■ Aim of the task:
Exact repetition, pictures omitted: give every record below again.

■ Data for this task:
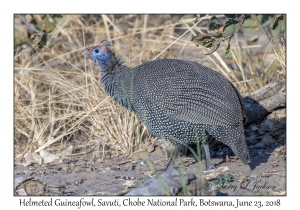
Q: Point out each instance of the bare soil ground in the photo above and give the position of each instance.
(89, 175)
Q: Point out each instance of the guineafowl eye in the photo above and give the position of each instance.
(179, 100)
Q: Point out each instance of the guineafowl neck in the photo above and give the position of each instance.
(117, 80)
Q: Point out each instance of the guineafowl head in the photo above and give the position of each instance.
(100, 53)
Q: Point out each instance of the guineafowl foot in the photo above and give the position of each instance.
(167, 147)
(174, 156)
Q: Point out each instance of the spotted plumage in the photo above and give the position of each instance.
(176, 99)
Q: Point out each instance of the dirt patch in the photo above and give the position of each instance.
(266, 175)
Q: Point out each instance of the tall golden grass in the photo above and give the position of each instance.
(59, 100)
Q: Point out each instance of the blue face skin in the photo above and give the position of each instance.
(97, 54)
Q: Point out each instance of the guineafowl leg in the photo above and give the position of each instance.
(174, 156)
(209, 164)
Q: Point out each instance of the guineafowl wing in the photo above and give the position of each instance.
(191, 92)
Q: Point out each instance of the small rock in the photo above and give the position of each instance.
(114, 167)
(21, 192)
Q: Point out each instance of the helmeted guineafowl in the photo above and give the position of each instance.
(176, 99)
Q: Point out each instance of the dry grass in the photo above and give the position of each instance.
(59, 100)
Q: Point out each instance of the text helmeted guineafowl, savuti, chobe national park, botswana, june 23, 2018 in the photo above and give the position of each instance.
(178, 100)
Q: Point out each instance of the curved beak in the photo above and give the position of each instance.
(84, 52)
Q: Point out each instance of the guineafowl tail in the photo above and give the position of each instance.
(235, 139)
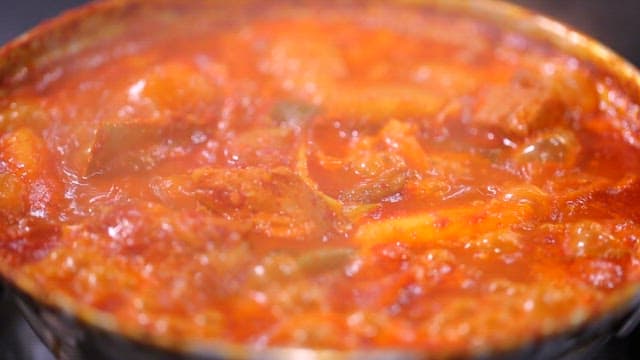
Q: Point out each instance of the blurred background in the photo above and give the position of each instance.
(615, 23)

■ Exercise output:
Q: Point out each instance of the bare soil ground in the photo above and give the position of each instance.
(89, 175)
Q: Point out each instance of the guineafowl eye in the photo above and give the position of each instance.
(179, 100)
Q: Point out each instance of the guineafowl neck in the photo above and give the position of each instance.
(117, 80)
Q: Point out each instance of the guineafowl head in the photo above and give the position of each instance.
(100, 53)
Q: Point out each instance of the guineafowl foot in the photo above and give the position of each instance.
(167, 147)
(174, 156)
Q: Point out each instance of the spotted plumage in the photo above and give the position of each instance.
(176, 99)
Q: Point out each instance of the dirt patch in the photo above and give the position of each instance.
(266, 175)
Q: Point out each instance of the tall golden grass in the photo above and give the position of each instance.
(59, 100)
Q: Point out each instance of the blue face skin in the photo above and give the position of each instance.
(97, 54)
Q: Point out each instance of the guineafowl leg in the photo above and give the position of each instance.
(174, 156)
(209, 164)
Q: Point out each instance of the guineafowl wing in the photo above and give the position of each instance.
(191, 92)
Q: Point out each instance of the small rock in the photo above and give the position of each instance.
(114, 167)
(21, 192)
Q: Point out each instance of the helmeted guineafowl in the photo above and give the position of each instance.
(176, 99)
Q: Point out each instance of the dry grass in the photo above and give the position of each instance.
(59, 100)
Q: Point out each instance of the text helmeted guineafowl, savuti, chobe national park, botswana, june 23, 2018 in the photo above and give the position of each instance.
(178, 100)
Q: Point out each instance of the curved beak in the photo above and give the position of each instance.
(84, 52)
Q: Point out each instance of the guineafowl tail in the photo above and give the position of each instance.
(235, 139)
Q: Point out each instance of the blurred background in the photo above and give the position of each instance.
(615, 23)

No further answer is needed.